## TASKS AND EXERCISES
1 - Write out the dust collection thread from "I am sitting" to "(Oct 12, 2004)", word for word.
2 - Answer these questions using the dust collection thread.
(a) At which store did TRN_Diesel buy the new equipment?
(b) Which machine has xplorx4 been giving a workout?
(c) What does Bob N call the purchase?
3 - Continue the dust collection thread from its final line.

## PROVIDED PASSAGE
▶

# New Additions to the Shop



## TRN_Diesel (Feb 24, 2009)

Well I finally got my wallet out and went down to Busy Bee Tools today and got the Dust Collection System, Air Filtration, 4" hoses, blast gates, and remote switches.

I am sitting here having a beer and shaking a little because the Tool savings account is bone dry but what the heck I only live once right.

After two bust night shifts I will wake up first thing in the morning and get this stuff hooked up and will post some pics for you. 

Here are the photos of what I got today.


----------



## Bob N (Oct 12, 2004)

WOW! Looks like you will be busy for a spell, but when finished there will be room to breathe :yes4:

Great investment in your health!


----------



## xplorx4 (Dec 1, 2008)

You mean to tell me thay actually took your credit card or even cash?? Who is Craftex? I will have to check that out. I have been giving my Jet 1000B a work out and it works. I will post in lobby later. I am sure you will like yours when you see how well it works.

BTW, I will hold off for anouther day the rack we talked about. I just need to get this Beast done for now if you know what I mean!! It wearing me. out all the time


----------



## Trimax (Apr 9, 2009)

ahhhh what a feeling................
i feel your pain


----------



## TRN_Diesel (Feb 24, 2009)

◀

[Records drawn from a collection]
▶

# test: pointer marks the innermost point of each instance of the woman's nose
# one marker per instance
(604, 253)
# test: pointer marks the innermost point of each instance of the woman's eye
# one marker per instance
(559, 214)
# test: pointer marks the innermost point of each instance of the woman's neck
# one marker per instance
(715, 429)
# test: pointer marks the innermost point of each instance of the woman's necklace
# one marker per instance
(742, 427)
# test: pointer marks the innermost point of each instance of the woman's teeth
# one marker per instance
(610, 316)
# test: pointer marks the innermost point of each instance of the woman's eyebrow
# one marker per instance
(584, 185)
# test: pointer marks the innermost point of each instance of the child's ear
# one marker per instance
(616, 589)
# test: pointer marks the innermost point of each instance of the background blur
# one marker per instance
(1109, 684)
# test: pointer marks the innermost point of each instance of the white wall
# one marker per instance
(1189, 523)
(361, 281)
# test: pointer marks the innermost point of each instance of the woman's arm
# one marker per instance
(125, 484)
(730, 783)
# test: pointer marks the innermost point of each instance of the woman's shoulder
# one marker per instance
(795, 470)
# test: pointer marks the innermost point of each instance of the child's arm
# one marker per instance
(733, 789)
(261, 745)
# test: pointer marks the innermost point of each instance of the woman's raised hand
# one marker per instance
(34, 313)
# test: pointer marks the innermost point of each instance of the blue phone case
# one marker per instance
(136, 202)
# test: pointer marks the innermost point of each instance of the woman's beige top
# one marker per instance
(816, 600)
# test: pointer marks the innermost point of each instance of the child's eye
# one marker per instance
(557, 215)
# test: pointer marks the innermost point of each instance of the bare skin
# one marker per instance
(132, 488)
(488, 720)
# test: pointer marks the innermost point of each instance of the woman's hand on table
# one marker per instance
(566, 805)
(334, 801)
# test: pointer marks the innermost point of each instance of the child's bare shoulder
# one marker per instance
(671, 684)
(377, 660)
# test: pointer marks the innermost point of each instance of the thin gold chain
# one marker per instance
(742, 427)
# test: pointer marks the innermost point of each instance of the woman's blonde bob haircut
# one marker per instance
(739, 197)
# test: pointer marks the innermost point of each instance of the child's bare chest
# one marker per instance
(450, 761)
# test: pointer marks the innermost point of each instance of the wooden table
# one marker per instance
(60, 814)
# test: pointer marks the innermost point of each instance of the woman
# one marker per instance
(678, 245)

◀

## SOLVED TASKS
1 -
I am sitting here having a beer and shaking a little because the Tool savings account is bone dry but what the heck I only live once right.

After two bust night shifts I will wake up first thing in the morning and get this stuff hooked up and will post some pics for you. 

Here are the photos of what I got today.


----------



## Bob N (Oct 12, 2004)

2 -
(a) Busy Bee Tools
(b) A Jet 1000B
(c) A great investment in your health

3 -
*I just can't wait till tomorrow*

Ok really now who am I kidding.... sat there and said man I have to get this setup NOW lol.

So after 6,000 nuts, washers and bolts here is the finished product.

Jerry 

Craftex is made for Busy Tools in Canada, check out the website:

Busy Bee Tools Home Page


----------



## TRN_Diesel (Feb 24, 2009)

xplorx4 said:


> You mean to tell me thay actually took your credit card or even cash?? Who is Craftex? I will have to check that out. I have been giving my Jet 1000B a work out and it works. I will post in lobby later. I am sure you will like yours when you see how well it works.
> 
> BTW, I will hold off for anouther day the rack we talked about. I just need to get this Beast done for now if you know what I mean!! It wearing me. out all the time


Jerry 

I got an idea if you already have the back nailed on . Just drill a hole and use a flush bit with the router and it will be fine as long as you follow the edges.


----------



## Barry99 (Feb 10, 2009)

I would not have been able to sleep too. Try not to get any blue paint on it. LOL


----------



## sher622 (Mar 28, 2009)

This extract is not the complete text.